======== Trecho do texto ========
Eleições e saída de diretor geram especulação sobre futuro do BC, que deveria reforçar a autonomia informal já adquirida

NÃO FORAM raras as vezes em que se criticou, com razão, o conservadorismo excessivo do Banco Central. O trauma da inflação elevada que contaminou a economia brasileira por mais de uma década não justifica o padrão de comportamento das autoridades monetárias do país, que muitas vezes impuseram custos desnecessários ao crescimento e à criação de empregos.
O exemplo mais recente de exagero doutrinário no BC aconteceu no segundo semestre de 2008. Mesmo após o colapso do banco de investimentos americano Lehman Brothers, em setembro, o Copom manteve a taxa Selic estacionada em 13,75% por três reuniões seguidas. Só iniciou o movimento de queda dos juros em janeiro, quando o país já entrava em forte retração.
======== Dados armazenados ========
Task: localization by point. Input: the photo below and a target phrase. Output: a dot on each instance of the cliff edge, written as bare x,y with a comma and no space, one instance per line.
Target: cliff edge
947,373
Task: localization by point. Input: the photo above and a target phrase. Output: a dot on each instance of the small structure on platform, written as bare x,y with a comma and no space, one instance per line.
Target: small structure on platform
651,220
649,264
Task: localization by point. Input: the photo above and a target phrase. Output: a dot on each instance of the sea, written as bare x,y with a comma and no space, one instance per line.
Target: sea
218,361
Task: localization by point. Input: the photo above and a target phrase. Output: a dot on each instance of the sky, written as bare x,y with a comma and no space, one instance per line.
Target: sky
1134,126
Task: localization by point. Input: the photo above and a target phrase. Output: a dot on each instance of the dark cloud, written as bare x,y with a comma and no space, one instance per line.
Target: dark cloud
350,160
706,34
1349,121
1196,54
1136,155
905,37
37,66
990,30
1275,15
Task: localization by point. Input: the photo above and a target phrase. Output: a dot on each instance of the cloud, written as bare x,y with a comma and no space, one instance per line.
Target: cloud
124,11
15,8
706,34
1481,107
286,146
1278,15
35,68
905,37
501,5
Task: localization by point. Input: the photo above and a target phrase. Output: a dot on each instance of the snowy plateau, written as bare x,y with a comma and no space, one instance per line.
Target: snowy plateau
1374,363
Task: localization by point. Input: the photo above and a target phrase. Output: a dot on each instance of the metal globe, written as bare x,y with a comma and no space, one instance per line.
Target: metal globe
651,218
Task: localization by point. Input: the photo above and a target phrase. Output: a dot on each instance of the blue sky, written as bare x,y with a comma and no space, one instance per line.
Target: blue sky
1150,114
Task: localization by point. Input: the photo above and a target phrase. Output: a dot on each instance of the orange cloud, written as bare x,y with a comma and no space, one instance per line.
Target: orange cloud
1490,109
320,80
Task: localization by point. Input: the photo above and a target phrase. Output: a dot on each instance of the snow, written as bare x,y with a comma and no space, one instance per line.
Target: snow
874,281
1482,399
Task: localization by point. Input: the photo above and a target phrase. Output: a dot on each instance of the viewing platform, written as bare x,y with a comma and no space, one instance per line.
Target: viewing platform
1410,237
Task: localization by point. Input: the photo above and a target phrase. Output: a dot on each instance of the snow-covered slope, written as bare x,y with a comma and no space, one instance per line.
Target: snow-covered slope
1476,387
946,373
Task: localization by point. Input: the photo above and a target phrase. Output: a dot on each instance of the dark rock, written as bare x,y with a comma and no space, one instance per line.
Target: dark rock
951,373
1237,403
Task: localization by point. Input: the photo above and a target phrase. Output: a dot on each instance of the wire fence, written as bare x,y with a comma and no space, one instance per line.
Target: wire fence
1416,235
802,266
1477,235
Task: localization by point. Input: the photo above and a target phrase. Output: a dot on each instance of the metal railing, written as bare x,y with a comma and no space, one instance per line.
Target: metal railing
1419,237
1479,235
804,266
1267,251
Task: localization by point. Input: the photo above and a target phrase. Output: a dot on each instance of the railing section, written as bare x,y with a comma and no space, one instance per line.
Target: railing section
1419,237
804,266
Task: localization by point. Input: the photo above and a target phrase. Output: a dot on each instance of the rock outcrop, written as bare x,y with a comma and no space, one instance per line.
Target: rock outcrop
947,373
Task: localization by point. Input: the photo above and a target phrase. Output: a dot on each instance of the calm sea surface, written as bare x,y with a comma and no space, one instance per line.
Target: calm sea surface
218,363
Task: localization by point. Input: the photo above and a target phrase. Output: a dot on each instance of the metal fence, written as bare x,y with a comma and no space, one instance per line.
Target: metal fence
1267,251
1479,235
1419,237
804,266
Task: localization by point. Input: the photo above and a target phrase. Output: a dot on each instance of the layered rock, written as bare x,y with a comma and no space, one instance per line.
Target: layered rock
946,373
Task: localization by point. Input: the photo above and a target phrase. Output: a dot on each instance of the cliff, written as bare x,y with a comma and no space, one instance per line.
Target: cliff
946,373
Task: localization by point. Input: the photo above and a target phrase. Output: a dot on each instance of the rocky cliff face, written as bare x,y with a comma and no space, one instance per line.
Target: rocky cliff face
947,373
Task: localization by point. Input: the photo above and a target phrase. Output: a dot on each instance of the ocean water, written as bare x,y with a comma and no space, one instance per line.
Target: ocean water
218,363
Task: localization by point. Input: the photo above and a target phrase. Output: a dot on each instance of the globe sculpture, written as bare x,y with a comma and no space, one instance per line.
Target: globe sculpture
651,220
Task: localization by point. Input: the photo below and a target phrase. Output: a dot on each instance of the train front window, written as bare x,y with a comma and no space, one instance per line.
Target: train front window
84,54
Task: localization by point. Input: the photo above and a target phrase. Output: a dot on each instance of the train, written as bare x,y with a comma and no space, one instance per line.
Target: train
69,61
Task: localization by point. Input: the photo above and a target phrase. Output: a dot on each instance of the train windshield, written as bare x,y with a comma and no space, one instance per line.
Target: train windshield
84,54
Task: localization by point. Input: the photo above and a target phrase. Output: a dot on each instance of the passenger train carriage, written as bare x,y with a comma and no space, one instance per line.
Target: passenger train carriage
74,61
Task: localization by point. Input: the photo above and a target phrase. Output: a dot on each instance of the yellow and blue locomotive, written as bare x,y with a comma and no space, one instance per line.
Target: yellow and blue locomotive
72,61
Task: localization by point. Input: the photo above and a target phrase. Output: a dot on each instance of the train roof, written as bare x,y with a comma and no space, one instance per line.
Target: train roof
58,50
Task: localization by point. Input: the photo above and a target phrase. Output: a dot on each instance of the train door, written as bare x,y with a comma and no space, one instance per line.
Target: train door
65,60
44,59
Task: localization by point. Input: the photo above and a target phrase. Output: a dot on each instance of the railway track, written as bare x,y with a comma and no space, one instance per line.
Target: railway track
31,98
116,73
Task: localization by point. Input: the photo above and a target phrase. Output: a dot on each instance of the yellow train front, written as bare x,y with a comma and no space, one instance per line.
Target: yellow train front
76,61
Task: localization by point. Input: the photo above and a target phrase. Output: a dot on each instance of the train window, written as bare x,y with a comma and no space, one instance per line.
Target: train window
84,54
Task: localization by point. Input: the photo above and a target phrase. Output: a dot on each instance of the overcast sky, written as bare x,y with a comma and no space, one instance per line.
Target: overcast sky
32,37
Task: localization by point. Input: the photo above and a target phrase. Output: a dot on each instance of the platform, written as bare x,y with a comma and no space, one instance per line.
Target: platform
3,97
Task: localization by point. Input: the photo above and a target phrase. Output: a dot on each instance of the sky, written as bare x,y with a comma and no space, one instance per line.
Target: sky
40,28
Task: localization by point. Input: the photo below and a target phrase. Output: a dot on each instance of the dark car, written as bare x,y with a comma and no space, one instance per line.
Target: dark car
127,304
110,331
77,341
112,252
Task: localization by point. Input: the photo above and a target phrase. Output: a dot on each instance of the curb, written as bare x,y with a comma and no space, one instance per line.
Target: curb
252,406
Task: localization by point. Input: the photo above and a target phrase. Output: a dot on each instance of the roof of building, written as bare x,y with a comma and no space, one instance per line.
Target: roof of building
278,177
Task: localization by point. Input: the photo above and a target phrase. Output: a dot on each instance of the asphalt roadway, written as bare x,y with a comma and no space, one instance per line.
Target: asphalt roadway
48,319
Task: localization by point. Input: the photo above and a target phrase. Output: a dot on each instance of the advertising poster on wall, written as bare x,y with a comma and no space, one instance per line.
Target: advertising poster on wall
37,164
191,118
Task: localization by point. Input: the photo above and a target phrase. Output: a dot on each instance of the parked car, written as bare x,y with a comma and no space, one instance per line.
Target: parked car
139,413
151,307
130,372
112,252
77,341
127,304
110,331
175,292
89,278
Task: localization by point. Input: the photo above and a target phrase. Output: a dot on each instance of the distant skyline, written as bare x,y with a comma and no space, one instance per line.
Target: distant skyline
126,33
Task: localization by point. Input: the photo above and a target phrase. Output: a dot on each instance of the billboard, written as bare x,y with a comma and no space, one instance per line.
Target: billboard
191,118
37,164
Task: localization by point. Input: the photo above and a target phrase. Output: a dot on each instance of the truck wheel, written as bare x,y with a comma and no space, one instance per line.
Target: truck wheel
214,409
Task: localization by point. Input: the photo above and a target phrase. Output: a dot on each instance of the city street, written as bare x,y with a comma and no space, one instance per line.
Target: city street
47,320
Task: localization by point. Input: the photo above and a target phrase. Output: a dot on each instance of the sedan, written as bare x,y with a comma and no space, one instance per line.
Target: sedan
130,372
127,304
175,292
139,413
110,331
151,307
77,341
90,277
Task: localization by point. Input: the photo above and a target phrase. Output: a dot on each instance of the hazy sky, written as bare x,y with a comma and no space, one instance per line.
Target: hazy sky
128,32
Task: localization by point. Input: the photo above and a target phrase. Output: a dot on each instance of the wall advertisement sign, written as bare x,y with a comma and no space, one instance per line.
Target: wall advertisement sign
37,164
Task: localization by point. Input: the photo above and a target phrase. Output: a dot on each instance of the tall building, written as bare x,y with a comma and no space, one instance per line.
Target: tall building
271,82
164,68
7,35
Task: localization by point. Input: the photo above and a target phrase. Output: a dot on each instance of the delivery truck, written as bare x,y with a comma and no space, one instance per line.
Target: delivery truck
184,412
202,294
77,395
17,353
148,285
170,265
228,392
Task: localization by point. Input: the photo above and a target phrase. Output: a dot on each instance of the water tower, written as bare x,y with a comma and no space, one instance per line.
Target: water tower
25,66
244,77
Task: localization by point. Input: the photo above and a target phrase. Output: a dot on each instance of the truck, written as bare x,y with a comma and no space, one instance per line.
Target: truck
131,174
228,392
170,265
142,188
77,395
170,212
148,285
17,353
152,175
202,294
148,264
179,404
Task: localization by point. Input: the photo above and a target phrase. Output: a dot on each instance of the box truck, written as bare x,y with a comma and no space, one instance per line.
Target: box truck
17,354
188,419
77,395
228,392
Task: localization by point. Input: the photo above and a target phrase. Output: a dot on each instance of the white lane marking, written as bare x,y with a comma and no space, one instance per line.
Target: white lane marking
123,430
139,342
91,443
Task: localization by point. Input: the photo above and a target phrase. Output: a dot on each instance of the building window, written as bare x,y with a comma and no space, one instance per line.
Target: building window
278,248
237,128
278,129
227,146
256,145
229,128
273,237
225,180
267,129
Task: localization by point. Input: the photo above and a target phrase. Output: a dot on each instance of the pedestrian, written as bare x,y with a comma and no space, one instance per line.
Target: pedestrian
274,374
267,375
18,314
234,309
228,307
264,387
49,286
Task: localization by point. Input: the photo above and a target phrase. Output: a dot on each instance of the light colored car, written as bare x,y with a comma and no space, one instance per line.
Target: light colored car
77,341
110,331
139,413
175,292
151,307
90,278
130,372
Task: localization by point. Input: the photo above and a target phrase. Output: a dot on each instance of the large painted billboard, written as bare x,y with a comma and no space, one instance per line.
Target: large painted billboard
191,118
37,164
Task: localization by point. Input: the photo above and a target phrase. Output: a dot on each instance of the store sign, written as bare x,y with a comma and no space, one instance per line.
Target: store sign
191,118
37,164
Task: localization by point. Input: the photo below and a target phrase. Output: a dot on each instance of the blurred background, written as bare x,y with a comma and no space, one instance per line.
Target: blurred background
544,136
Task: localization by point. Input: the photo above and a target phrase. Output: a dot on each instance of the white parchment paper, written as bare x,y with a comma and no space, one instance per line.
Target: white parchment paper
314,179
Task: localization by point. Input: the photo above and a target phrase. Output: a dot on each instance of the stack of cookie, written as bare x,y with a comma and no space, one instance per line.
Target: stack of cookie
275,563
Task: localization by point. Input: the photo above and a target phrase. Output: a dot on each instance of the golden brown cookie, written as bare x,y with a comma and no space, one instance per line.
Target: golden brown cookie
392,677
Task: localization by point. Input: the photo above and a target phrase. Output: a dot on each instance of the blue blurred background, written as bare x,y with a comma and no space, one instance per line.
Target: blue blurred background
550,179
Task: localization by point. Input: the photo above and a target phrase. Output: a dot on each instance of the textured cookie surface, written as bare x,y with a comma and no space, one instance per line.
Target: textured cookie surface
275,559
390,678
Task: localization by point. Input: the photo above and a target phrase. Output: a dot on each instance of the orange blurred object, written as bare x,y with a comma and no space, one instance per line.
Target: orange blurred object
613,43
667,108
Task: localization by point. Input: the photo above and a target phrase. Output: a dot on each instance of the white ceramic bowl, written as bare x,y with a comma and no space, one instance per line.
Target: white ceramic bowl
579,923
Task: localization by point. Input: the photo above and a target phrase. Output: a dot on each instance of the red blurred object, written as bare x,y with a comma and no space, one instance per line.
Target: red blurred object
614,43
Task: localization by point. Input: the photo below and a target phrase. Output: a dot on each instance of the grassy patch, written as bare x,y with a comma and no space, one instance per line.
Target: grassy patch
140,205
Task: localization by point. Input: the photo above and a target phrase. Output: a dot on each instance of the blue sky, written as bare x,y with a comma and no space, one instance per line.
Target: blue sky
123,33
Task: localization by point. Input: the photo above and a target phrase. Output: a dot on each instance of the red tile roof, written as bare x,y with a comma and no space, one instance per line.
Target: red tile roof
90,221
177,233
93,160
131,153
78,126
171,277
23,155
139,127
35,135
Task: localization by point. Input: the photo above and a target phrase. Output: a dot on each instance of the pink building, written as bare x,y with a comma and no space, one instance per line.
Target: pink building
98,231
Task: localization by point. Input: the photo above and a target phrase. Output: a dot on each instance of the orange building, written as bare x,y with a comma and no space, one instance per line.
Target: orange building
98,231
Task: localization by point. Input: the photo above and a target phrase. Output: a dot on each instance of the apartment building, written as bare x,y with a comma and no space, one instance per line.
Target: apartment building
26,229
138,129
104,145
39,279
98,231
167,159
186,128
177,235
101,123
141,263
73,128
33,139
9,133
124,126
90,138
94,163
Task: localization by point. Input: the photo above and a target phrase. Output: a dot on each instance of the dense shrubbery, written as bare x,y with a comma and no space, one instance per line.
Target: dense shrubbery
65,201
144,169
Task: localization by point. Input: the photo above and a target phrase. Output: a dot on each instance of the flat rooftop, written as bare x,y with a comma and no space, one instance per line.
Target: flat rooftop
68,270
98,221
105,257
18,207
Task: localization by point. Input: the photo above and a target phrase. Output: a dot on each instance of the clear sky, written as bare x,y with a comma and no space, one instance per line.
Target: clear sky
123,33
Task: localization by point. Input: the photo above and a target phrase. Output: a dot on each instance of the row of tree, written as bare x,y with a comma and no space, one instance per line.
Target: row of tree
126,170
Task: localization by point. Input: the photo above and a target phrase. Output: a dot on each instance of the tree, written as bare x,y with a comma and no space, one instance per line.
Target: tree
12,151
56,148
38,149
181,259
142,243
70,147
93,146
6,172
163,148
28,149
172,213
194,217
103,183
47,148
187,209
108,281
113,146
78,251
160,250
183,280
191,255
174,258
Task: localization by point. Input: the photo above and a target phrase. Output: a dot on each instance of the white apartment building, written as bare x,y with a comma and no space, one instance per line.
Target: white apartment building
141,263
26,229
========
● **Tarefas**:
1. Reescreva em forma de lista o parágrafo do texto sobre o Banco Central que começa com "O exemplo mais recente". Preserve os fatos principais.
2. Dê seguimento ao texto sobre o Banco Central a partir da última frase apresentada.

● **Respostas em sequência**:
1.
- O exemplo mais recente de exagero doutrinário no BC ocorreu no segundo semestre de 2008.
- O banco de investimentos americano Lehman Brothers entrou em colapso em setembro. Mesmo depois disso, o Copom manteve a taxa Selic em 13,75% por três reuniões seguidas.
- A queda dos juros só começou em janeiro, quando o país já entrava em forte retração.

2.
A crítica, todavia, não se estende à conquista institucional inegável representada pela autonomia informal de que hoje goza o BC. A demissão anteontem à noite do diretor de política monetária, Mario Torós, somada à proximidade do processo eleitoral de 2010, estimula especulações sobre o comportamento do BC, quer no futuro imediato, quer durante o próximo governo.
Torós conduziu desastradamente sua anunciada saída do banco, de início prevista para dezembro. Ao tentar se apresentar, em entrevista ao jornal "Valor", como uma espécie de salvador da pátria nos momentos mais graves da crise, divulgou informações confidenciais e lançou suspeitas sobre a atuação de outras esferas do governo.
O episódio faz lembrar que a desejada autonomia do Banco Central não significa, apenas, erguer um anteparo de proteção contra o voluntarismo da liderança política de turno. A cautela deve valer, também, contra os interesses privados -seja de bancos, seja de outros setores empresariais- que tentam influenciar as decisões do BC.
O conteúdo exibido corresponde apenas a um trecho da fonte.